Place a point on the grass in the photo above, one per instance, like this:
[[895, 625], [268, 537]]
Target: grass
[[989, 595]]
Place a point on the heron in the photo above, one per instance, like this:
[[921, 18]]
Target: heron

Exercise aim
Arrange the lines of the records as a Markdown table with the columns Row and Line. Start with the line containing "Place a point on the heron", include every line through the end of the records, and omit blank lines.

Exercise answer
| Row | Line |
|---|---|
| 1 | Place a point on the heron in the photo above, one per instance, like this: |
| 2 | [[921, 18]] |
| 3 | Target: heron |